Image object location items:
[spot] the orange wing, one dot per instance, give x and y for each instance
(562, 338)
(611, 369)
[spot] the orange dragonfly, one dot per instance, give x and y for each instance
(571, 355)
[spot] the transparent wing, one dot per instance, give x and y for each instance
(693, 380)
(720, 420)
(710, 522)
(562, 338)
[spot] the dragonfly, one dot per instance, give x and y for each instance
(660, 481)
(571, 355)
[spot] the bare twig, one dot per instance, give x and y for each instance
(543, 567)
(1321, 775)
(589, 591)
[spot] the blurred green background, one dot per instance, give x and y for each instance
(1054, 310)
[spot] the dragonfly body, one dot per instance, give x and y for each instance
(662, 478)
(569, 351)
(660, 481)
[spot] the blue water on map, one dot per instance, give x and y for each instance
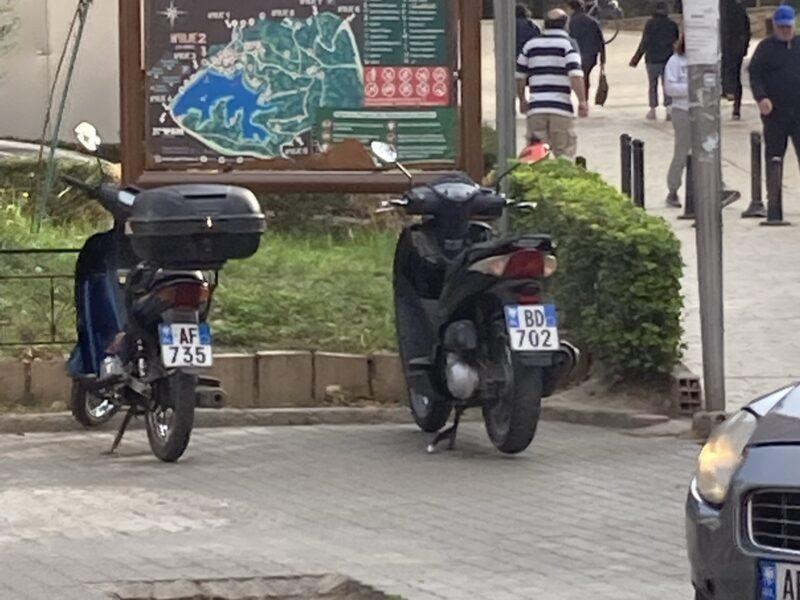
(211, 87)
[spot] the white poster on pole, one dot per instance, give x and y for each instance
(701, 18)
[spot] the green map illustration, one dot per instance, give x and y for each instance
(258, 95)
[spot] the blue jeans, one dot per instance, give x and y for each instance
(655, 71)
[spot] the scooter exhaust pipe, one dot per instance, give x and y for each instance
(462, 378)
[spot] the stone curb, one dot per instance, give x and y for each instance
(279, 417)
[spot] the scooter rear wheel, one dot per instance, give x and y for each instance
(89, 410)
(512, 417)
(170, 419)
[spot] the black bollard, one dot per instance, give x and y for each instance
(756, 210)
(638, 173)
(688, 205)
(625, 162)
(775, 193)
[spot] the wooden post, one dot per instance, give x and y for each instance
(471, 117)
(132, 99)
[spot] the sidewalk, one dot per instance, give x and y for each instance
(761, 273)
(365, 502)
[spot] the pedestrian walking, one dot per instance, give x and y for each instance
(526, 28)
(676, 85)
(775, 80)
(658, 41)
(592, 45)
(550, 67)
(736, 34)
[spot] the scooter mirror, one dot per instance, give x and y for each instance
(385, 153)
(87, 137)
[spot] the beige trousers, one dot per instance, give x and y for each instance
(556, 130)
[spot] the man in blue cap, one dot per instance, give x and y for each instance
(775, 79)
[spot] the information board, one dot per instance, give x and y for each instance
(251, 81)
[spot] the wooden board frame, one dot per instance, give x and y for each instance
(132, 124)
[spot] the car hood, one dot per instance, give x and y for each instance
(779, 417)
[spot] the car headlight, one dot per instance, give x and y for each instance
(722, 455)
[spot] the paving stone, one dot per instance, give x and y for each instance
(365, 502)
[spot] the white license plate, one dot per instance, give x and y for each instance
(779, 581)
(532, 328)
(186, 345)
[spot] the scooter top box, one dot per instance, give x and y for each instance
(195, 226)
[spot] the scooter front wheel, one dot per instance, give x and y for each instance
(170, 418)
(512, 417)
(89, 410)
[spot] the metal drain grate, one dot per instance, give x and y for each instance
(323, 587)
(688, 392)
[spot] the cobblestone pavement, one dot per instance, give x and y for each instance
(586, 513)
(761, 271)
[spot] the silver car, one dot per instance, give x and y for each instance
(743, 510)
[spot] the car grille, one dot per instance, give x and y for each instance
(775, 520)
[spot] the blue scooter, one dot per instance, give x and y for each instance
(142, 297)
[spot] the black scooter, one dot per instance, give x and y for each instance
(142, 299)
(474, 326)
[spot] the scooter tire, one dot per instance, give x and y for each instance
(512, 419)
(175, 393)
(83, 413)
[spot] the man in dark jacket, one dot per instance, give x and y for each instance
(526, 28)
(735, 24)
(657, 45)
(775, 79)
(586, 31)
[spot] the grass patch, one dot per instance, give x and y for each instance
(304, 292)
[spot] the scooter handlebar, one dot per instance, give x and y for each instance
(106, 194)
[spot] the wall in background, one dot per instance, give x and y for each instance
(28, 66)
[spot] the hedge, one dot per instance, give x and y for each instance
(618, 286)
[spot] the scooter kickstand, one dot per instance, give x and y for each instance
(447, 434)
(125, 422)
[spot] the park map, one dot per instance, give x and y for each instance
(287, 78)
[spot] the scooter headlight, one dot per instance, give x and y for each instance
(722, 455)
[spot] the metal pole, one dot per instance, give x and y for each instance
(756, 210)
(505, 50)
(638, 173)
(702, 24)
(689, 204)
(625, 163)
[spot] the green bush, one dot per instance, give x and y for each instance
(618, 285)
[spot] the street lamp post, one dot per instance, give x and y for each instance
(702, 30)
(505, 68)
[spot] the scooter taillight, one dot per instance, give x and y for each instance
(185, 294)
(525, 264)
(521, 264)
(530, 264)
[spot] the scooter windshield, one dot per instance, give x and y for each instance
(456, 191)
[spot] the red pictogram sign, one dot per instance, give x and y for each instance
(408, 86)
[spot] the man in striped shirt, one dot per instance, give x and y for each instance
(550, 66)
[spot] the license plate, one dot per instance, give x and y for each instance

Work to be completed
Rewrite the lines from the start of the items through the line with "(1054, 310)", substituting "dry branch" for "bare twig" and leaving everything else unchanged.

Solved exercise
[spot] the orange wing, one dot per instance, give x and y for each instance
(562, 338)
(611, 369)
[spot] the orange dragonfly, one dot per instance, give x and y for each instance
(571, 355)
[spot] the transparent wing, one dot per instance, give x and y for each instance
(693, 380)
(720, 420)
(710, 522)
(562, 338)
[spot] the dragonfly, one dot per instance, give x and y for each instance
(660, 481)
(571, 355)
[spot] the dry branch, one dot per instance, give x and y for each instance
(543, 567)
(1321, 775)
(589, 591)
[spot] the blurred green background, one dot per instance, give x and y for each instance
(1054, 310)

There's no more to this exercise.